AIM OF THE EXERCISE –
An exact copy of every record, with no pictures, please.

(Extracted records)
· · · · · · ·

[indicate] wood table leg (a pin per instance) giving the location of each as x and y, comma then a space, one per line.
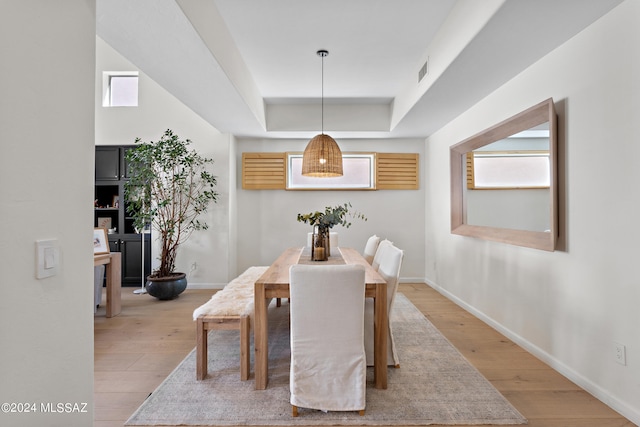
380, 328
260, 338
114, 285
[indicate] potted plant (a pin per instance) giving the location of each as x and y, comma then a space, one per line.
322, 222
169, 187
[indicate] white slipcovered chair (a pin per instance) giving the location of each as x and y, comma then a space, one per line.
328, 365
389, 268
370, 248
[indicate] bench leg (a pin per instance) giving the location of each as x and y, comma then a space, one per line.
201, 350
245, 355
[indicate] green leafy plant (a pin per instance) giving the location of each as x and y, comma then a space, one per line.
169, 187
331, 216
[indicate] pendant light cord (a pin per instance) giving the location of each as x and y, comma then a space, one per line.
322, 94
322, 53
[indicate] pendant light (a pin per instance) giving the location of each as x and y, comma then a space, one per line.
322, 158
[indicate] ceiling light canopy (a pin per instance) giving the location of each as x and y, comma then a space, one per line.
322, 158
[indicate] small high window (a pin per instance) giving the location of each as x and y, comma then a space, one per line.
120, 89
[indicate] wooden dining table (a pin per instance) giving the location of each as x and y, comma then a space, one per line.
113, 265
274, 283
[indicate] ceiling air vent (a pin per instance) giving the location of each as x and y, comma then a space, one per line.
423, 71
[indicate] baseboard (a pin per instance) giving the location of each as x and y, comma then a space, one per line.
632, 414
412, 280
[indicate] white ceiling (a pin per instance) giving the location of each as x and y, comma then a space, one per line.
249, 67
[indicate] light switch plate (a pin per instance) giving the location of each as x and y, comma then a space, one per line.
47, 258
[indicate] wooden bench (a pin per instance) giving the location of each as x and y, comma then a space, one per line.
230, 308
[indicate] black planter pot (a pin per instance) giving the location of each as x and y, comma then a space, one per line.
165, 288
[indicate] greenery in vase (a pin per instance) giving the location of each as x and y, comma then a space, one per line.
169, 187
331, 216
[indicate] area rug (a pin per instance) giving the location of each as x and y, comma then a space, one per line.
434, 385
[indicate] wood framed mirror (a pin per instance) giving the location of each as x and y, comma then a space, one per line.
509, 207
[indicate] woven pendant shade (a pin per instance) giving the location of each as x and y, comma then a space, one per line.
322, 157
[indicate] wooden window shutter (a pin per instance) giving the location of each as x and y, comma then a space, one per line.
397, 171
469, 168
263, 171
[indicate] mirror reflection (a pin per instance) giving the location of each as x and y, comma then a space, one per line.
508, 182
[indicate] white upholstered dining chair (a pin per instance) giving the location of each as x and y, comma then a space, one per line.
370, 248
328, 366
389, 268
379, 252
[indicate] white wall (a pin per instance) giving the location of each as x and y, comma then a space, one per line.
157, 111
46, 126
569, 306
267, 218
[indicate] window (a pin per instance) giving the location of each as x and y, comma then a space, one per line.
120, 89
362, 171
358, 173
508, 169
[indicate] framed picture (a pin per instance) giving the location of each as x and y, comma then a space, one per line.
100, 242
104, 222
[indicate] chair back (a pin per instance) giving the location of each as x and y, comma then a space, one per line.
370, 248
328, 364
380, 252
390, 259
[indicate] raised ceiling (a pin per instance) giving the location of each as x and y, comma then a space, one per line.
249, 67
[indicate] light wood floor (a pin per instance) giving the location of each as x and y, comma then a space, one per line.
136, 350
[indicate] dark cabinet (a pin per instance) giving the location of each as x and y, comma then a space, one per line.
107, 163
130, 246
110, 213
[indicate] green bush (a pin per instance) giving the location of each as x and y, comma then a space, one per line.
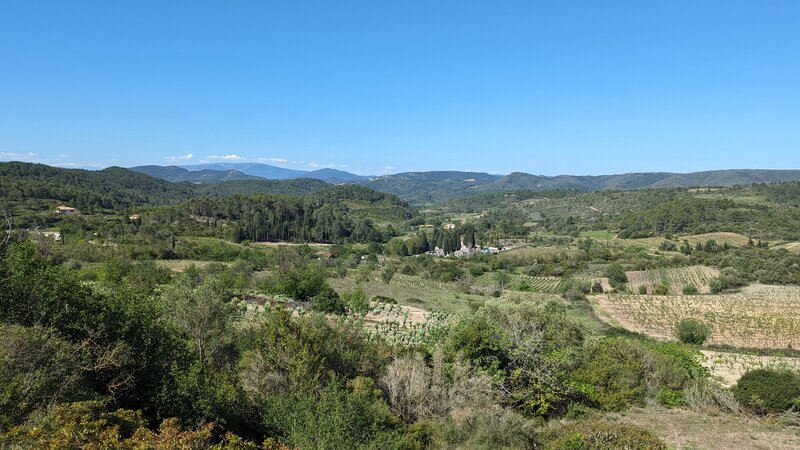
768, 390
600, 435
618, 373
692, 331
356, 300
384, 299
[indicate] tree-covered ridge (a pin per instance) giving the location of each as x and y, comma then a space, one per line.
111, 188
318, 218
688, 215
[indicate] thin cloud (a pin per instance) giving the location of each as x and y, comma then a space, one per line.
273, 160
231, 157
179, 158
316, 165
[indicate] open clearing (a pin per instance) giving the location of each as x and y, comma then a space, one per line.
674, 278
413, 291
766, 317
686, 429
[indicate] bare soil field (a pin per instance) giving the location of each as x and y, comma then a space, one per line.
686, 429
764, 317
728, 367
674, 278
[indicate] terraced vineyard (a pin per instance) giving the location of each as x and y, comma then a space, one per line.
534, 284
768, 317
674, 278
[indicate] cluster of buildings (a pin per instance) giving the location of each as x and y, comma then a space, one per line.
467, 251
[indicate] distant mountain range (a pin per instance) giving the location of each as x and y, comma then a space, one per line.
425, 187
217, 172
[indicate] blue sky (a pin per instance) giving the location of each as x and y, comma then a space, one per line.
578, 87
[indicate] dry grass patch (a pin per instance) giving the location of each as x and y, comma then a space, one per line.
685, 429
728, 367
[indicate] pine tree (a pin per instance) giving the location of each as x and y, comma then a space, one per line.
424, 245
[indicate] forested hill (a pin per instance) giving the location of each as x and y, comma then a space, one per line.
113, 187
116, 187
298, 210
429, 187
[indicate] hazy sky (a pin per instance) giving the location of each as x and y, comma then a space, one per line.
579, 87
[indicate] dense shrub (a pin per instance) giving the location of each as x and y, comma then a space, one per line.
356, 300
618, 373
692, 331
768, 390
600, 435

· · · · · · ·

EXPECTED ANSWER –
[indicate] wood table leg (a pin per instance) giving the location of each as x and y, comma then a space, one per line.
380, 328
260, 338
114, 285
[indicate] potted plant (a pin per instance) giving the location of each as x and y, comma then a space, one per line.
322, 222
169, 187
[indicate] white slipcovered chair (a pin per instance) giving the location of each as x and y, comma then a space, one per line.
328, 365
389, 268
370, 248
[indicate] bench leg (a pin per instance) giving the location of each as x and y, comma then a space, one per line.
201, 350
245, 355
[indicate] green leafy plant (a pin per instance) giving the location of each as x and y, comma then a space, one per line.
169, 187
331, 216
[indicate] pendant light cord (a pin per instance) giving the location of each as x and y, comma then a space, one per line.
322, 94
322, 53
[indicate] pendant light (a pin per instance) giving the location of each as x and y, comma then a space, one per line.
322, 158
[indicate] ceiling light canopy (a pin per instance) giving the location of each as x and y, comma then a space, one per line.
322, 158
[indicate] small high window (a pin per instance) giving the location of each as x and y, comma then a space, one per line.
120, 89
[indicate] wooden dining table (a pin per instance) giving the location of each as x and y, comma then a space, one per line.
113, 265
274, 283
[indicate] ceiling air vent (a pin per instance) giving the location of each as x and y, comma then a space, one per line.
423, 71
[indicate] baseboard (a pin per instance) giving the location of each as x and y, comma then a space, one per line.
632, 414
412, 280
[indicate] white ceiling (a pin per instance) giving the location of each as x and y, comma then a space, one per line.
249, 67
[indicate] light switch plate (a pin per instance) giving the location of each as x and y, comma then a space, one per line.
47, 258
[indicate] wooden bench (a pin per instance) giving the location of each as x and y, comma then a space, one per line.
230, 308
[indicate] black planter pot (a pin per instance) giving the location of each as x and y, comma then a space, one per line.
165, 288
[indicate] greenery in vase (a pin per instance) giving the location of each as x and y, comma then a space, one per line.
169, 187
331, 216
[indicate] area rug (a pin per instance) giving the location of each as x and y, comma then a space, one per line.
434, 385
[indicate] wood framed mirror (a pin per instance) giving the location of each as x and y, comma then a space, one per line.
509, 207
[indicate] woven pendant shade (a pin per instance) giving the location of each as x and y, comma then a space, one per line.
322, 157
[indicate] wooden window shutter (a pin per instance) giving the location of each as x and y, comma then a space, one per line.
397, 171
469, 168
263, 171
[indicate] mirror reflection (a pin per instance) giving the location of each as x and y, comma then a space, one per line.
508, 182
[indicate] white upholstered dining chair (a pin per instance) giving the location of each as x and y, comma then a space, one per line.
370, 248
328, 366
389, 268
379, 252
[indicate] white wall (a pin per instance) giving the location of each as x and y, comma then a space, one per line.
157, 111
46, 126
569, 306
267, 218
[indicate] window (a pin per instance) giving the location of each as x and y, comma then a space, one per line.
120, 89
362, 171
358, 173
508, 169
[indicate] framed picture (a pin per instance) giving the location of each as x and y, comma then a space, one per line.
100, 242
104, 222
[indicate] chair back (a pin per instance) giving the location of each as x and y, comma then a space, one per line.
370, 248
328, 364
380, 252
390, 259
[indicate] raised ceiling (a pin per instance) giving the location of each as x and y, comma then a space, one per line.
249, 67
[indicate] light wood floor (a pin per instance) giving the location of each as x and y, comma then a space, one per line.
136, 350
[indicate] dark cabinet (a pin per instance) giving the location of each as x and y, comma then a space, one per line.
107, 163
130, 246
110, 213
[indicate] green bush (a pin per instance) giving the location of each as x and y, comma then a space, one per line.
768, 390
600, 435
618, 373
692, 331
356, 300
384, 299
[indicate] tree-covered ridge (a pin per instance) giving the location of each as x and y, comma then a space, one per line.
111, 188
318, 218
688, 215
[indicate] thin cloud (a pin per instance) giving the location of each as x and y, comma then a space, one per line.
273, 160
231, 157
179, 158
316, 165
[indicate] open clearing (a pin per instance) giving the location of each as x and y, comma then a space, one per line.
674, 278
413, 291
766, 317
686, 429
[indicate] bare soil field (a pin per instance) giving the location of each as x and y, comma then a space, one per line.
686, 429
764, 317
728, 367
674, 278
[indicate] terraced vineyard (a pin per instance) giving the location of each as x and y, comma then a space, one per line.
534, 284
768, 317
674, 278
[indicate] cluster of buildings (a pin per instance) giving the location of each as x and y, comma then a space, one per line.
467, 251
[indicate] distant mountain range (a pin per instance) giving the location of each as x and y, comma then a space, one per line.
425, 187
217, 172
[indicate] blue sky (a pin per instance) giving the location of each as x and y, comma then a space, one per line.
578, 87
[indicate] dry grass patch (a pin per instance) giving the location of each as x and y, comma then a space, one per line.
685, 429
728, 367
[indicate] pine tree (a pin per instance) giving the location of each as x and y, comma then a space, one per line.
424, 245
[indicate] forested hill (a pin per instance) giving the location of each as x and y, comma then a space, one per line.
113, 187
116, 187
298, 210
429, 187
[indicate] hazy sky (a pin per instance) giving the location of each as x and y, comma then a space, one per line.
579, 87
[indicate] dense shrub (a pin per instance) giving the location of each as x and y, comma then a space, one per line.
356, 300
618, 373
692, 331
768, 390
600, 435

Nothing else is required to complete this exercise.